* _文書の抜粋_
訂正事項b〜gについては、訂正事項aの訂正に伴う不整合を解消するための、不明りょうな記載の釈明に相当するものである。
また、これらの訂正は、願書に添付した明細書又は図面に記載した事項の範囲内の訂正であり、実質上特許請求の範囲を拡張し又は変更するものでもない。
ウ.訂正特許明細書に請求項1に記載される発明
訂正明細書の請求項1に記載される発明は、その特許請求の範囲の請求項1に記載された次のとおりのものである。
特許請求の範囲
【請求項1】アクリル系重合体を主成分とする結着樹脂中に平均粒径が0.05〜5μmの磁性酸化鉄微粒子を70〜95重量%分散してなる平均粒径60μm以上のキャリアとトナーと混合した2成分系乾式現像剤を、円筒状スリーブとその内部に現像ニップ位置において反発磁界を形成するように固定配設された凹部を有する磁石部材とからなる現像ロール上に担持しながら前記円筒状スリーブを回転させることによって静電潜像を顕像化することを特徴とする電子写真現像方法。
エ.独立要件の判断
刊行物1: 特開昭60-131548号公報
刊行物2: 特開昭60-147750号公報
刊行物3: 特開昭61- 53653号公報
刊行物4: 特開昭61- 53654号公報
刊行物5: 特開昭58- 46350号公報
刊行物6: 特開昭57- 22251号公報
刊行物7: 特開昭54- 95243号公報
刊行物8: 特開昭51- 43151号公報
刊行物9: 特開昭50-110642号公報
当審で通知した訂正拒絶理由は、前記「ア.訂正の内容」に示した請求項1に対して前記した刊行物を引用して、これら本件請求項1に記載される発明が、刊行物1に記載された発明と刊行物2乃至刊行物4に記載された周知事項に基づいて、あるいは、刊行物2に記載された発明と刊行物5乃至刊行物9に記載された周知事項に基づいて、当業者が容易に発明をすることができたものであるからして、特許法第29条第2項に違反しているとするものである。

* _記録情報_
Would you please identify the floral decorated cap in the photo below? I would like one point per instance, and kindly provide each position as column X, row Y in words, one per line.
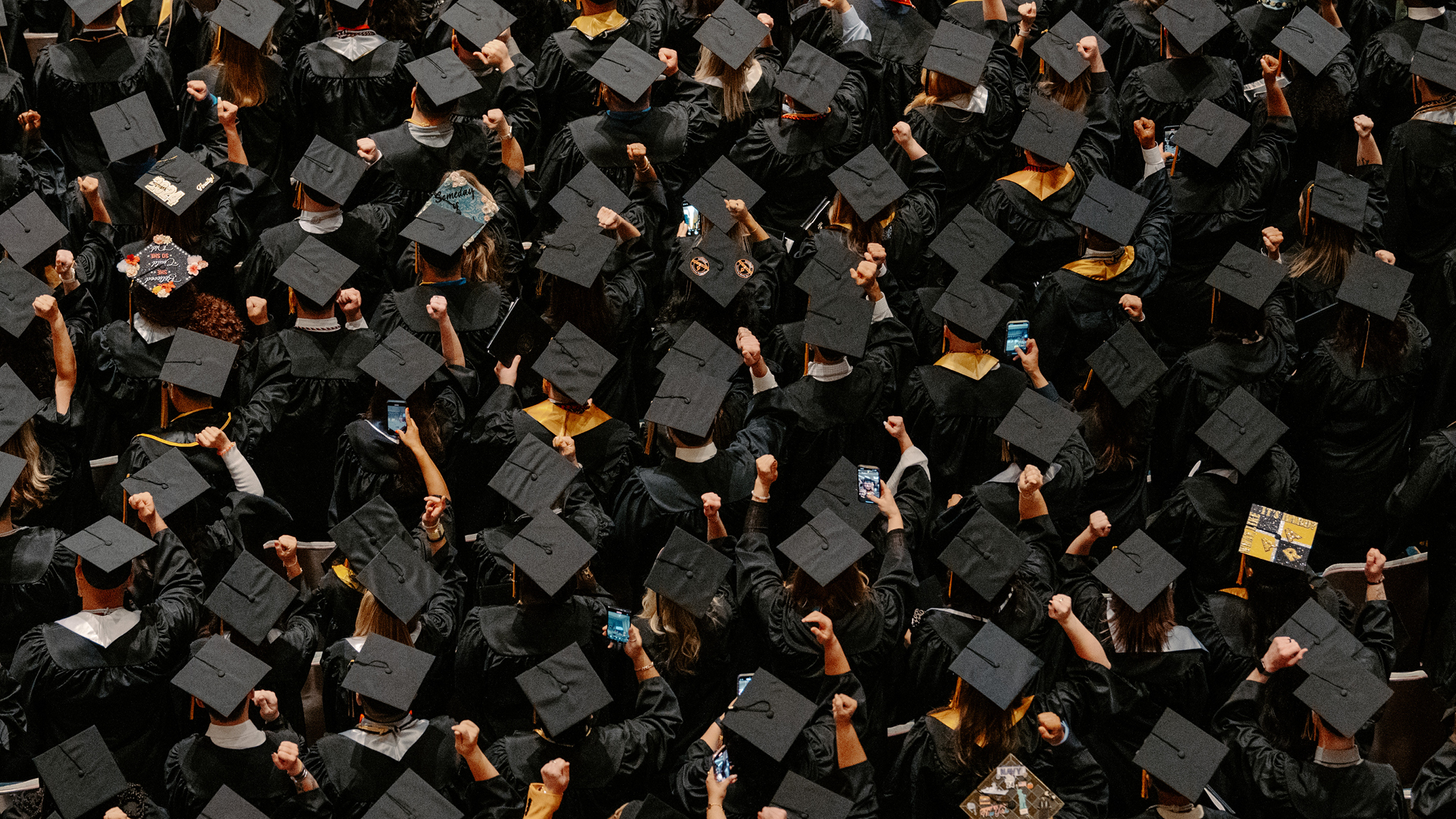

* _小問 1_
特許の訂正に関する文書の抜粋で、当審が通知した訂正拒絶理由は、請求項1に記載される発明が特許法のどの規定に違反しているとしていますか。
* _小問 2_
特許の訂正に関する文書の抜粋を、最後の文の後から書き継いでください。
この作業ではリストは使いません。

* _解答 1_
特許法第29条第2項です。

* _解答 2_
なお、これらの刊行物は当審で通知した取消理由通知において引用したものと同じものであり、取消理由自体も、この訂正拒絶理由と同じものである。
引用した各刊行物には、取消理由通知で指摘した以下の内容が記載されている。
▲1▼刊行物1:本件発明と同様の樹脂分散型キャリア及び同様の現像装置を用いた現像方法が記載されている。
第3頁左下欄第2行〜第3行には、磁性キャリアの平均粒径が50μm以下であることが記載されている。
第3頁左下欄第4行〜第18行には、キャリア粒子が磁性体微粒子を分散して含有した樹脂粒子でもよいこと、樹脂としてアクリル系樹脂が使用できることが記載されている。
第8頁右上欄第15行〜右下欄第16行の実施例2には、微粉状フェライトをスチレン-アクリル樹脂に分散したキャリアを用いること、並びに第3図の現像装置を用いて現像することが記載されている。
第6頁左上欄第19行〜右下欄第4行には、第3図の現像装置が、円筒状スリーブとその内部に現像ニップ位置において反発磁界を形成するように固定配設された磁石部材とからなる現像ロール上に2成分現像剤を担持しながら前記円筒状スリーブを回転させることによって静電潜像を顕像化する現像装置であることが記載されている。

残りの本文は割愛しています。